Items from a dataset

______

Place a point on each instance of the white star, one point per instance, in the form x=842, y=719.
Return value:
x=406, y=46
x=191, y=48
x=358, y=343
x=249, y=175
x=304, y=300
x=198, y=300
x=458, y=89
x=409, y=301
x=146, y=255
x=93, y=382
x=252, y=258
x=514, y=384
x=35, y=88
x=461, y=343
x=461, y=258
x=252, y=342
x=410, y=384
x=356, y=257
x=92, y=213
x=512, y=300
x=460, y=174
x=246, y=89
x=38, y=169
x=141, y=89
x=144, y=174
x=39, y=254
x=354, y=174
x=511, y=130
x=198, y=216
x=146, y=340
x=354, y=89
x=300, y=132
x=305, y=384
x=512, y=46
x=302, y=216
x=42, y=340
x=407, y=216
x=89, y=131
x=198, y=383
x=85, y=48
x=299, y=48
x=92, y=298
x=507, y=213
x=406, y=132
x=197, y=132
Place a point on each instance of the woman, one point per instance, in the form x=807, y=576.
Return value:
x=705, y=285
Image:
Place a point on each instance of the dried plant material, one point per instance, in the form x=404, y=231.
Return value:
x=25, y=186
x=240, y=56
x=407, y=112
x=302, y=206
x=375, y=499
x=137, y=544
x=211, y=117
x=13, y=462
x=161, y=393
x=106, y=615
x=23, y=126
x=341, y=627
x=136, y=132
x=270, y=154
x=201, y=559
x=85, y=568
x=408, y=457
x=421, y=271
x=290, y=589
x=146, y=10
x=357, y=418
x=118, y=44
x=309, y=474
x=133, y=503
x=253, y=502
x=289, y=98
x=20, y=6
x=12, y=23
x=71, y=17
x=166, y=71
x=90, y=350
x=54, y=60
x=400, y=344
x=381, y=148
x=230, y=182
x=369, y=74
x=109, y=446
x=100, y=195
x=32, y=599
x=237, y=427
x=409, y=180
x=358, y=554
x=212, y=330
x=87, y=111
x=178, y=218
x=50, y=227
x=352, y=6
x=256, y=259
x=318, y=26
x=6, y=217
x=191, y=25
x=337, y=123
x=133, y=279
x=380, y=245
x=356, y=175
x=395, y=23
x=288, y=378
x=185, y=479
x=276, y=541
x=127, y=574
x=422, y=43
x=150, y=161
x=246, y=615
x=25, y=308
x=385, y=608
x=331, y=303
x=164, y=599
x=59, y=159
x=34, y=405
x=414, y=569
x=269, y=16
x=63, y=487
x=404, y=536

______

### Action item
Transcribe the records above exactly.

### Answer to this task
Place a point on each instance of the white star, one point per instance, in the form x=842, y=719.
Return value:
x=406, y=46
x=191, y=48
x=358, y=343
x=249, y=175
x=304, y=300
x=198, y=300
x=458, y=89
x=409, y=301
x=146, y=255
x=93, y=382
x=252, y=258
x=514, y=384
x=35, y=88
x=461, y=343
x=461, y=258
x=252, y=342
x=410, y=384
x=356, y=257
x=92, y=213
x=512, y=300
x=460, y=174
x=246, y=89
x=38, y=169
x=141, y=89
x=144, y=174
x=39, y=254
x=354, y=174
x=511, y=130
x=198, y=216
x=146, y=340
x=354, y=89
x=300, y=132
x=305, y=384
x=512, y=46
x=302, y=216
x=42, y=340
x=407, y=216
x=89, y=131
x=198, y=383
x=85, y=48
x=299, y=48
x=92, y=298
x=507, y=213
x=406, y=132
x=197, y=132
Place a point on each instance of the woman, one point per instance, in the form x=807, y=576.
Return value:
x=705, y=285
Image:
Place a point on each instance of the dried plant material, one point per instance, in the form x=404, y=231.
Return value:
x=25, y=186
x=240, y=56
x=407, y=112
x=302, y=206
x=375, y=499
x=137, y=544
x=211, y=117
x=13, y=462
x=161, y=393
x=106, y=615
x=23, y=126
x=341, y=627
x=136, y=132
x=270, y=154
x=201, y=559
x=85, y=568
x=408, y=457
x=421, y=271
x=290, y=589
x=146, y=10
x=357, y=418
x=118, y=44
x=309, y=474
x=133, y=503
x=253, y=502
x=289, y=98
x=20, y=6
x=12, y=23
x=71, y=17
x=166, y=71
x=90, y=350
x=54, y=60
x=400, y=344
x=381, y=148
x=230, y=182
x=369, y=74
x=109, y=446
x=100, y=195
x=32, y=599
x=237, y=427
x=409, y=180
x=358, y=554
x=212, y=330
x=87, y=111
x=178, y=218
x=50, y=227
x=352, y=6
x=256, y=259
x=318, y=26
x=6, y=217
x=191, y=25
x=337, y=123
x=133, y=279
x=380, y=245
x=356, y=175
x=395, y=23
x=288, y=378
x=185, y=479
x=276, y=541
x=127, y=574
x=422, y=43
x=150, y=161
x=246, y=615
x=25, y=308
x=385, y=608
x=331, y=303
x=164, y=599
x=59, y=159
x=34, y=405
x=414, y=569
x=269, y=16
x=63, y=487
x=404, y=536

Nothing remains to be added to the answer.